◆ Work to do: Reproduce verbatim everything from the line containing "Final QA check: confirm every damaged" down to the line containing "1154, 532, 1186, 575", including both of those lines.

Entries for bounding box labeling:
------------------------------------

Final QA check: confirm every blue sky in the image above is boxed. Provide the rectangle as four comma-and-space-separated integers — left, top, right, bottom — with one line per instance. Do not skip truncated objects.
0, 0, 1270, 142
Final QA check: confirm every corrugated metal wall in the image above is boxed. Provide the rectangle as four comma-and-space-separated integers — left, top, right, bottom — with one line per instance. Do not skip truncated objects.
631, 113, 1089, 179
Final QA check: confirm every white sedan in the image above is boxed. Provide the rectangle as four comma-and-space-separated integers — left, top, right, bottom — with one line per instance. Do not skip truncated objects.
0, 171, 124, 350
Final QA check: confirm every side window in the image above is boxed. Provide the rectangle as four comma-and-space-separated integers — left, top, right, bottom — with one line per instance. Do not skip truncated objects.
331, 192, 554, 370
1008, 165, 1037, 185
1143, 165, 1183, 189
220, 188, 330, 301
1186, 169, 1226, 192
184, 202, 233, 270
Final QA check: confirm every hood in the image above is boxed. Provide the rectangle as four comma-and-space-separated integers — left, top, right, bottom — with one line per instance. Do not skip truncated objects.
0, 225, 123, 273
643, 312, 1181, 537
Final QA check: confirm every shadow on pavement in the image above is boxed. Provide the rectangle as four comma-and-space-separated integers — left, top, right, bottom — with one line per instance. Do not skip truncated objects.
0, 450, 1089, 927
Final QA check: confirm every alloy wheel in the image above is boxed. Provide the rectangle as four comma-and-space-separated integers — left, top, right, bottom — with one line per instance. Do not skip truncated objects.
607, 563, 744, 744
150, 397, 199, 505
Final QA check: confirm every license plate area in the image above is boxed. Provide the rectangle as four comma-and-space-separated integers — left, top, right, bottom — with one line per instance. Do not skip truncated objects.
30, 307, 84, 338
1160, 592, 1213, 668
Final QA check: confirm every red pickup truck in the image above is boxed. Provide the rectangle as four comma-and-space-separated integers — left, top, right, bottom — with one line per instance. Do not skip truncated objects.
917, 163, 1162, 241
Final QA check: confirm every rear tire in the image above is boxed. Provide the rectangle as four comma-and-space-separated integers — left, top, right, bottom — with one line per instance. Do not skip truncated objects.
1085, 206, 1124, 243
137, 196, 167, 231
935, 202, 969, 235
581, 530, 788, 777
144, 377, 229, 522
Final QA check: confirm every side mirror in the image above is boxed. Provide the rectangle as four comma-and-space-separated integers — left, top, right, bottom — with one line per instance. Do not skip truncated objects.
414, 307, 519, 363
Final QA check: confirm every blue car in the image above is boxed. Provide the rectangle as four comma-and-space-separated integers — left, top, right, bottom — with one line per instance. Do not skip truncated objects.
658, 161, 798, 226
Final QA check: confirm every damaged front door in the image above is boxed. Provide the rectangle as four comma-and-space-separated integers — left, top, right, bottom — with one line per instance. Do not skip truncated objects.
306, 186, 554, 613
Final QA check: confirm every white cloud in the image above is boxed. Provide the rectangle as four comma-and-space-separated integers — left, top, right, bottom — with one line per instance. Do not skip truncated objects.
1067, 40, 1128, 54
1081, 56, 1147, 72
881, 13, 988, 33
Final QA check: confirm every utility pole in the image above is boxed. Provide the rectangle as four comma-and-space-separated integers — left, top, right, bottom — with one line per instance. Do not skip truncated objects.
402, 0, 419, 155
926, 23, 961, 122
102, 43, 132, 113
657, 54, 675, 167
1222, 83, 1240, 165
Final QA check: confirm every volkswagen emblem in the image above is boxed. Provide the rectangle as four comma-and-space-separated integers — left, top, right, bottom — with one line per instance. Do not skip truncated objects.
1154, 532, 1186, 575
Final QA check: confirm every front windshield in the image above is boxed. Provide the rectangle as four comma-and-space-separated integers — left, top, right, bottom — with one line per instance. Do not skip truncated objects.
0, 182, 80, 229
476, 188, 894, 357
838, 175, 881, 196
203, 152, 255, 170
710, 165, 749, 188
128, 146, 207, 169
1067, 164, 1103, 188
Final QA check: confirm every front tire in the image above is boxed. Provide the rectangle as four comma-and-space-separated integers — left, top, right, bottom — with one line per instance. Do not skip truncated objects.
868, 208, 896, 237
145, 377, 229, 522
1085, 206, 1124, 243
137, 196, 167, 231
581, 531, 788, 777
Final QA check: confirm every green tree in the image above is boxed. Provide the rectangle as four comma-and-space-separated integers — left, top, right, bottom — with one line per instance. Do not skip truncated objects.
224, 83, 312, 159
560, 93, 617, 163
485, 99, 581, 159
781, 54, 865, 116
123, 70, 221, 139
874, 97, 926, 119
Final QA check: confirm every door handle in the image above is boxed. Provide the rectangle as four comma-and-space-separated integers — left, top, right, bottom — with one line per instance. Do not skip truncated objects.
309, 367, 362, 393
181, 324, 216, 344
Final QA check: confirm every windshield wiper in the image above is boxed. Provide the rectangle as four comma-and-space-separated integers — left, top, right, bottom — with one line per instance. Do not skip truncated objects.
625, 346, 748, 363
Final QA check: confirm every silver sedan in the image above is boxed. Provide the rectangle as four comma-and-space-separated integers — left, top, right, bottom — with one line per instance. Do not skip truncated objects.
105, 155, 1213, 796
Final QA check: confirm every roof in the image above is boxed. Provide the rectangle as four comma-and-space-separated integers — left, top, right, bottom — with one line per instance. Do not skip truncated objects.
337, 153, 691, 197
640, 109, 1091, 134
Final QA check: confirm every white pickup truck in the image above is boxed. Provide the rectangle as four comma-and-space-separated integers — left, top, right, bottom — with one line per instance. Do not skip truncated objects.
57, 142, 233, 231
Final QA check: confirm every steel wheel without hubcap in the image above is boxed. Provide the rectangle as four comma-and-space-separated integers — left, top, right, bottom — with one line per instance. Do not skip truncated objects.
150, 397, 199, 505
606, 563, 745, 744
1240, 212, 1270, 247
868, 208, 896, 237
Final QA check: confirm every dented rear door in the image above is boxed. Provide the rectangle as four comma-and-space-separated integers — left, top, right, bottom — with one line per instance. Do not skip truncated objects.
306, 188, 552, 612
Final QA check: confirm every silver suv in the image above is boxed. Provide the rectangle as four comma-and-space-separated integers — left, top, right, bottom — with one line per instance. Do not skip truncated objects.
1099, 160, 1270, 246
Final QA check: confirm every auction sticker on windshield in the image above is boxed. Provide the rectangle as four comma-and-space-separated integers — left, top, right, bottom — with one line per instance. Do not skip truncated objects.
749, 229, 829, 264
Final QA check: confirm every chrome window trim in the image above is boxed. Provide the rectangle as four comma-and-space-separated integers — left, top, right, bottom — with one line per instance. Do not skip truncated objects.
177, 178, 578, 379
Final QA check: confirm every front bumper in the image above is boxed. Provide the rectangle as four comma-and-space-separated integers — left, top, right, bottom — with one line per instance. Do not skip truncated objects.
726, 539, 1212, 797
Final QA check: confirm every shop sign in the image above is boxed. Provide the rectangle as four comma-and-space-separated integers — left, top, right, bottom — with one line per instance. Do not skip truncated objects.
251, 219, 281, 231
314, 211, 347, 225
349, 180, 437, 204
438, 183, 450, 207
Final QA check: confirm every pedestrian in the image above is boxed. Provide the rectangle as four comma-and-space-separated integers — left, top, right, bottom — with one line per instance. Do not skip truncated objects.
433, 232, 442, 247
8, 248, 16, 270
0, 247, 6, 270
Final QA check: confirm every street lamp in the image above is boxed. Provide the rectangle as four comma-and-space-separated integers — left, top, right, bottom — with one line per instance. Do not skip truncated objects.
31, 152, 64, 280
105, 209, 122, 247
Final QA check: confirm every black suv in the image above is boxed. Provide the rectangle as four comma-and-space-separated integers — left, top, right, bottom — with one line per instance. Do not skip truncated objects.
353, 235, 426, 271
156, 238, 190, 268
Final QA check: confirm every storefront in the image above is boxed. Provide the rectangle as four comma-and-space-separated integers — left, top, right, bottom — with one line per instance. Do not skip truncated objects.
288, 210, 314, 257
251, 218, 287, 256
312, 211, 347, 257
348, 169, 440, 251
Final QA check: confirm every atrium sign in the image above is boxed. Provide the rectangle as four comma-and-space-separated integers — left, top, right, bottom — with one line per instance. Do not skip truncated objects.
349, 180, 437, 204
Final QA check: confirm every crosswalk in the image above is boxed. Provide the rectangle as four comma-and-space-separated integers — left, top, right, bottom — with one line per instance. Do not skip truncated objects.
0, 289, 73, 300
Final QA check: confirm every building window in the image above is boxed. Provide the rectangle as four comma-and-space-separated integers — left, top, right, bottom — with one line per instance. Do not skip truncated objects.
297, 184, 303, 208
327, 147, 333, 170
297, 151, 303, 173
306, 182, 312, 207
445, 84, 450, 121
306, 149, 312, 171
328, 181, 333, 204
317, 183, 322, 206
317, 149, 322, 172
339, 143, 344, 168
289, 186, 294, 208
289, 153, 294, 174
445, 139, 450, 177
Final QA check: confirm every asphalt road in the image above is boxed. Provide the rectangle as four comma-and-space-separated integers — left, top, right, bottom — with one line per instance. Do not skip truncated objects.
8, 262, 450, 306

------------------------------------

◆ Answer to the task:
Final QA check: confirm every damaged front door in the image above is boxed. Provide the rectangle as four comma-and-space-separated integers — left, top, right, bottom — with one line per instance. Do not skip truncated objects.
306, 186, 554, 613
Final QA check: confirm every white cloud in the image above is boxed. Provide the rectangle as four comma-and-space-separated integers — left, top, right, bottom — with one line per instance. Do not skip truncated objects.
1067, 40, 1128, 54
1081, 56, 1147, 72
881, 13, 988, 33
Final QA check: confirm every utility pole in the image above is boxed. Provide the rectangle as four comma-and-space-separated integers — left, top, right, bottom — with one line per instance. Do not skip truncated objects.
402, 0, 419, 155
926, 23, 961, 122
102, 43, 132, 113
657, 54, 675, 167
1222, 83, 1240, 165
Final QA check: confirm every volkswagen emblem in the image above is boxed. Provide the rectangle as four comma-and-space-separated integers — left, top, right, bottom — with one line per instance. Do not skip truncated objects.
1154, 532, 1186, 575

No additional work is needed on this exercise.